PASSAGE FOURNI →
Gabriel Kodjo WOAYI, Président de la cour d’Appel de Lomé, PRESIDENT ;
DEGBOVI Koffi et BLAMCK Léeyé tous deux Conseillers à ladite Cour, Membres ;
En présence de Madame Af A, Premier Substitut du Procureur Général ;
Avec l’assistance de Maître MENSAH Kokou Messanh Joseph, Greffier ;
A rendu l’arrêt dont la teneur suit dans la cause entre :
Le sieur B Ae Ag, demeurant et domicilié à Lomé, assisté de Maître ATTOH-MENSAH, Avocat à la Cour, son conseil;
Appelant d’une part ;
ET
La dame Aa Ad Ac, demeurant et domiciliée à Lomé, assistée de Maître AKAKPO, Avocat à la Cour, son conseil ;
Intimée d’autre part ;
Sans que les présentes qualités puissent nuire ou préjudicier aux droits et intérêts des parties en cause mais au contraire sous les plus expresses réserves de fait et de droit ;
POINT DE FAIT : Par exploit d’huissier en date du 1er septembre 2004, Le sieur B Ae Ag, demeurant et domicilié à Lomé, assisté de Maître ATTOH-MENSAH, Avocat à la Cour à Lomé, a interjeté appel de l’ordonnance N° 0540/04 rendue le 23 Août 2004 par le Président du Tribunal de Première Instance de Lomé et dont le dispositif est ainsi libellé ;
« Au principal, renvoyons les parties à mieux se pourvoir ainsi qu’elles aviseront ; mais dès à présent et vu l’urgence ; Ordonnons l’expulsion pure et simple du requis ainsi que de tous occupants de son chef de l’immeuble sis à Lomé Bè derrière le château d’eau sous astreinte de 50.000 F CFA par jour de résistance ; Ordonnons l’exécution sur minute de la présente ordonnance nonobstant toutes voies de recours ; Le condamne aux dépens ; »

CONSIGNE A → Recopiez à l'identique les lignes du listing, depuis sa toute première ligne jusqu'à la ligne contenant « (351, 181), (480, 279) », celle-ci comprise.
L'arrêt de la cour d'appel et le listing proviennent de sources distinctes.

[Entrées de données enregistrées]

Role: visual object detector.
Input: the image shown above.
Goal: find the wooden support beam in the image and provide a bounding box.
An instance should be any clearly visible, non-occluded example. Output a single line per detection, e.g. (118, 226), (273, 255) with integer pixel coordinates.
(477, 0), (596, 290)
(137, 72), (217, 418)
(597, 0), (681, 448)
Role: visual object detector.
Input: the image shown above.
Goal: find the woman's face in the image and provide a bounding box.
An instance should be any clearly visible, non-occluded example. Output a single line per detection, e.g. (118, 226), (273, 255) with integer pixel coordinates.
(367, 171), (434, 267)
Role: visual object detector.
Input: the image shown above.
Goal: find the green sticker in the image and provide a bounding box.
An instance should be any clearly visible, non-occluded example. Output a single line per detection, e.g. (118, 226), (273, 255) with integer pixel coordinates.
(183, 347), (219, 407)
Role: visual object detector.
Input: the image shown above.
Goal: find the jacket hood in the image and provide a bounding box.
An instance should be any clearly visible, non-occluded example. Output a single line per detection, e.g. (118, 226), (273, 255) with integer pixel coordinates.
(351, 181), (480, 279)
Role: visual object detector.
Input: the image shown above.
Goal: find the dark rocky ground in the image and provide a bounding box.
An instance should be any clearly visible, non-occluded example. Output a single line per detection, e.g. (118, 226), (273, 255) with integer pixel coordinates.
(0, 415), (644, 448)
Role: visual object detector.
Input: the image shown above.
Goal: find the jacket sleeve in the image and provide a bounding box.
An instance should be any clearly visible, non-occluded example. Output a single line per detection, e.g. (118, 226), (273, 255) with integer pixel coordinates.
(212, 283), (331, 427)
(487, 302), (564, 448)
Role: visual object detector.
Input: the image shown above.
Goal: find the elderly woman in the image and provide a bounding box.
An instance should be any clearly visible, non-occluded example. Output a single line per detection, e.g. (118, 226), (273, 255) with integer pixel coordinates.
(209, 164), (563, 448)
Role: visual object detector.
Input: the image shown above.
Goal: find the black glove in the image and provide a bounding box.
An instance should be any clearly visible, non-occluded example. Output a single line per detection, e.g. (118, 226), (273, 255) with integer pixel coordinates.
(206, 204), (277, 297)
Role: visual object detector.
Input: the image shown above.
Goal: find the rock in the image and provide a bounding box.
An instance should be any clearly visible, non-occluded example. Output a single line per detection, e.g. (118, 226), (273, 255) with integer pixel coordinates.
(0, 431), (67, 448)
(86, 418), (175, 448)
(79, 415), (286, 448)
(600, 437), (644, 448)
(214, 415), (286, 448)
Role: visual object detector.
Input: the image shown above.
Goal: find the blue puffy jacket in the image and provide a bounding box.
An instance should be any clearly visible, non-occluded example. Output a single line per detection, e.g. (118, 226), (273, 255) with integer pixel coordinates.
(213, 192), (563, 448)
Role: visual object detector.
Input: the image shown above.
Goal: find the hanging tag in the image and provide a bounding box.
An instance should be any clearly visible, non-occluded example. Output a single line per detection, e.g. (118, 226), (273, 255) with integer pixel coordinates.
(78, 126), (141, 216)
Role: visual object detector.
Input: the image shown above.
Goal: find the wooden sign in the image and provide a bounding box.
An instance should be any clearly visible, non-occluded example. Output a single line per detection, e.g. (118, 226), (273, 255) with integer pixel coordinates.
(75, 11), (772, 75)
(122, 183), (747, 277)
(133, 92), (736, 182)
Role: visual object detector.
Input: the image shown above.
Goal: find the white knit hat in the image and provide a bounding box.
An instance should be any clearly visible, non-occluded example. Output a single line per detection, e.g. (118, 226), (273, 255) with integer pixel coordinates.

CONSIGNE B →
Répondez aux questions suivantes d'après l'arrêt de la cour d'appel.
(i) Qui préside la cour d'appel de Lomé ?
(ii) Quel est le numéro de l'ordonnance frappée d'appel ?
(iii) Quel est le montant de l'astreinte fixé par jour de résistance ?

RÉPONSE A →
Role: visual object detector.
Input: the image shown above.
Goal: find the wooden support beam in the image and provide a bounding box.
An instance should be any clearly visible, non-occluded example. Output a single line per detection, e.g. (118, 226), (273, 255) with integer pixel coordinates.
(477, 0), (596, 290)
(137, 72), (217, 418)
(597, 0), (681, 448)
Role: visual object detector.
Input: the image shown above.
Goal: find the woman's face in the image and provide a bounding box.
An instance should be any clearly visible, non-occluded example. Output a single line per detection, e.g. (118, 226), (273, 255) with integer pixel coordinates.
(367, 171), (434, 267)
Role: visual object detector.
Input: the image shown above.
Goal: find the green sticker in the image and provide a bounding box.
An instance should be any clearly visible, non-occluded example. Output a single line per detection, e.g. (118, 226), (273, 255) with integer pixel coordinates.
(183, 347), (219, 407)
Role: visual object detector.
Input: the image shown above.
Goal: find the jacket hood in the image and provide a bounding box.
An instance should be any clearly visible, non-occluded example. Output a single line per detection, e.g. (118, 226), (273, 255) with integer pixel coordinates.
(351, 181), (480, 279)

RÉPONSE B →
(i) Gabriel Kodjo WOAYI.
(ii) N° 0540/04.
(iii) 50.000 F CFA.